◆ Requirements ◆
Write each of the lines below as one string in a JSON list, skipping blank lines. Omit the pictures from your answer.

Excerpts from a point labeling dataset
## start

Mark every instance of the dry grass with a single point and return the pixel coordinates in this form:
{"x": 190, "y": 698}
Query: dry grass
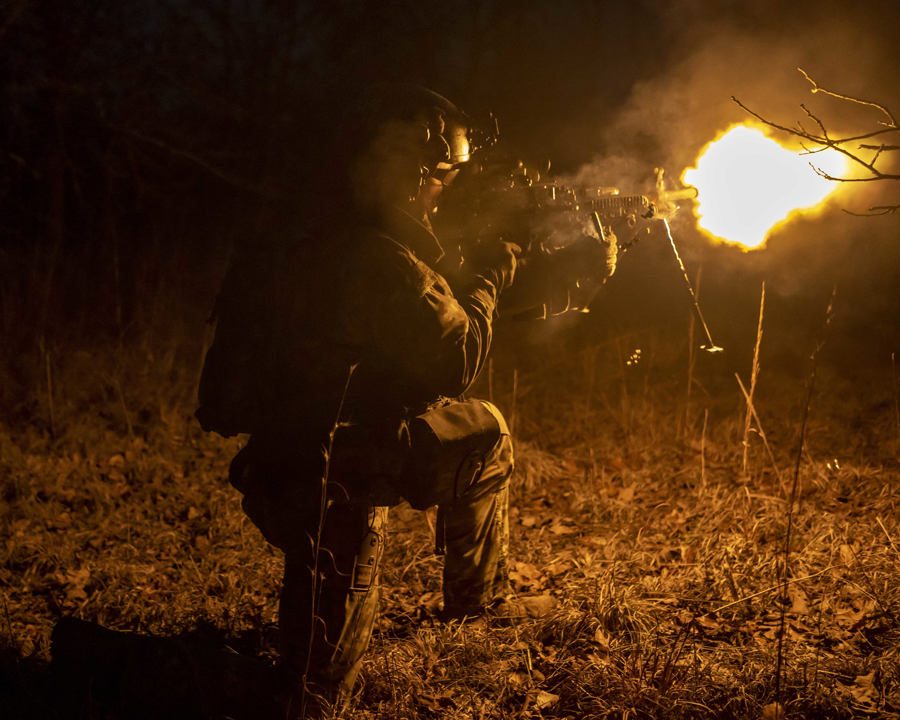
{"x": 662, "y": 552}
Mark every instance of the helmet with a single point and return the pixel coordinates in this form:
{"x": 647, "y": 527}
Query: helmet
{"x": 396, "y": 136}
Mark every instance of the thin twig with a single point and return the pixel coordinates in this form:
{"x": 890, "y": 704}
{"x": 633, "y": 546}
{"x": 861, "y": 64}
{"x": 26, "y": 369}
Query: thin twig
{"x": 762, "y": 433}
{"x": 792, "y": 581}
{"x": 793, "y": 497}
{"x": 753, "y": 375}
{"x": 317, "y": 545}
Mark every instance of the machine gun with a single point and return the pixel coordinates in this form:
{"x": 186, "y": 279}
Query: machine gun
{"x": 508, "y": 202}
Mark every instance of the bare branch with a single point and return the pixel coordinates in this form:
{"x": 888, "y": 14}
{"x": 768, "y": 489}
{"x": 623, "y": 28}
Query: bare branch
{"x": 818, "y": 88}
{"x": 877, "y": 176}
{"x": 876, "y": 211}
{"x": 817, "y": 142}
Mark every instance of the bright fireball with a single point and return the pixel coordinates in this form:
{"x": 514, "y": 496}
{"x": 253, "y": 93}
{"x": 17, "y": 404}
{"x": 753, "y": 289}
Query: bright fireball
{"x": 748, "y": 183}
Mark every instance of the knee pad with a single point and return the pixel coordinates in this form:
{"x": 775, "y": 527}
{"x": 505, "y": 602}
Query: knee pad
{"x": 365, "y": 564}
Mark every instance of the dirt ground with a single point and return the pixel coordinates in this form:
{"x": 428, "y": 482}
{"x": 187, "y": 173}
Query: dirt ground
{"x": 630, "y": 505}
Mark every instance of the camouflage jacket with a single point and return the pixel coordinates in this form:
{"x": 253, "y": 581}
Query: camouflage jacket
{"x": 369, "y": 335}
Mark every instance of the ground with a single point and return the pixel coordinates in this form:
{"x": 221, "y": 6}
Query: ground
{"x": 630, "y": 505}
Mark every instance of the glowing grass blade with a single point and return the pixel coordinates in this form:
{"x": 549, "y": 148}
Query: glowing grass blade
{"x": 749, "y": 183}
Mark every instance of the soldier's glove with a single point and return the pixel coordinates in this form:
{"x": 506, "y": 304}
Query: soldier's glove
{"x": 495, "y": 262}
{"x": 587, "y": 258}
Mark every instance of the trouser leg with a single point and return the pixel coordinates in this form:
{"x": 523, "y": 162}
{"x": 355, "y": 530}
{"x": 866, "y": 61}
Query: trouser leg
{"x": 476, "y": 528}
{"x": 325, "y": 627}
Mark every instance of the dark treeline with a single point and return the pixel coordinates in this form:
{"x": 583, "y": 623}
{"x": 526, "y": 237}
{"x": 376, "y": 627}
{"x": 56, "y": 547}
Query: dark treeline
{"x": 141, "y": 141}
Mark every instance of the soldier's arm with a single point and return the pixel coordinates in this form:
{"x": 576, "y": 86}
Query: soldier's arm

## end

◆ Solution ◆
[
  "Mark every instance of the dry grass with a single point and return the pixel coordinates in this form:",
  "{\"x\": 190, \"y\": 698}",
  "Query: dry grass",
  "{\"x\": 662, \"y\": 552}",
  "Mark every instance of the helmet with a single point and return the pixel coordinates in this form:",
  "{\"x\": 647, \"y\": 527}",
  "Query: helmet",
  "{\"x\": 396, \"y\": 136}",
  "Mark every instance of the thin twig with a single point and return the pixel coordinates in this form:",
  "{\"x\": 890, \"y\": 704}",
  "{\"x\": 633, \"y\": 546}",
  "{\"x\": 861, \"y\": 64}",
  "{\"x\": 26, \"y\": 369}",
  "Query: thin twig",
  "{\"x\": 762, \"y\": 433}",
  "{\"x\": 792, \"y\": 581}",
  "{\"x\": 793, \"y\": 497}",
  "{\"x\": 753, \"y\": 375}",
  "{\"x\": 317, \"y\": 545}",
  "Mark every instance of the machine gun with a single point and return the pixel coordinates in this form:",
  "{\"x\": 186, \"y\": 279}",
  "Query: machine gun",
  "{\"x\": 508, \"y\": 202}",
  "Mark every instance of the bare branch with a single point and return the pixel coordinates in this form:",
  "{\"x\": 888, \"y\": 14}",
  "{\"x\": 768, \"y\": 489}",
  "{\"x\": 623, \"y\": 28}",
  "Query: bare branch",
  "{\"x\": 818, \"y\": 88}",
  "{\"x\": 877, \"y\": 176}",
  "{\"x\": 876, \"y\": 211}",
  "{\"x\": 817, \"y\": 142}",
  "Mark every instance of the bright fireball with a single point and return the pixel coordinates in this form:",
  "{\"x\": 514, \"y\": 496}",
  "{\"x\": 253, \"y\": 93}",
  "{\"x\": 17, \"y\": 404}",
  "{\"x\": 753, \"y\": 289}",
  "Query: bright fireball",
  "{\"x\": 748, \"y\": 183}",
  "Mark every instance of the knee pad with a single point and return the pixel coordinates in this form:",
  "{\"x\": 775, \"y\": 527}",
  "{\"x\": 505, \"y\": 602}",
  "Query: knee pad",
  "{\"x\": 365, \"y\": 564}",
  "Mark every instance of the dirt ground with a single point and return the pixel coordinates in this form:",
  "{\"x\": 428, \"y\": 482}",
  "{\"x\": 187, \"y\": 173}",
  "Query: dirt ground",
  "{\"x\": 630, \"y\": 505}",
  "Mark every instance of the camouflage jacket with a single point and return the pixel coordinates in this form:",
  "{\"x\": 253, \"y\": 581}",
  "Query: camouflage jacket",
  "{\"x\": 369, \"y\": 335}",
  "Mark every instance of the ground with a single point and return the pixel coordinates in this form:",
  "{\"x\": 221, \"y\": 6}",
  "Query: ground",
  "{\"x\": 630, \"y\": 505}",
  "Mark every instance of the glowing grass blade with a single point and return the pixel coordinates in this form:",
  "{\"x\": 549, \"y\": 148}",
  "Query: glowing grass blade",
  "{\"x\": 749, \"y\": 183}",
  "Mark every instance of the soldier's glove with a single point and return the pixel coordinates in this form:",
  "{\"x\": 506, \"y\": 304}",
  "Query: soldier's glove",
  "{\"x\": 495, \"y\": 262}",
  "{\"x\": 587, \"y\": 258}",
  "Mark every instance of the trouser leg with a single point and return the pixel coordinates in this form:",
  "{\"x\": 523, \"y\": 162}",
  "{\"x\": 355, \"y\": 530}",
  "{\"x\": 866, \"y\": 61}",
  "Query: trouser leg",
  "{\"x\": 476, \"y\": 528}",
  "{\"x\": 325, \"y\": 627}",
  "Mark every instance of the dark treeline with a single point and return the pixel coordinates in this form:",
  "{\"x\": 583, \"y\": 623}",
  "{\"x\": 526, \"y\": 237}",
  "{\"x\": 376, \"y\": 627}",
  "{\"x\": 56, \"y\": 547}",
  "Query: dark treeline",
  "{\"x\": 141, \"y\": 141}",
  "Mark every instance of the soldier's arm with a single point and return the pixel coordinates in this form:",
  "{\"x\": 576, \"y\": 86}",
  "Query: soldier's arm"
]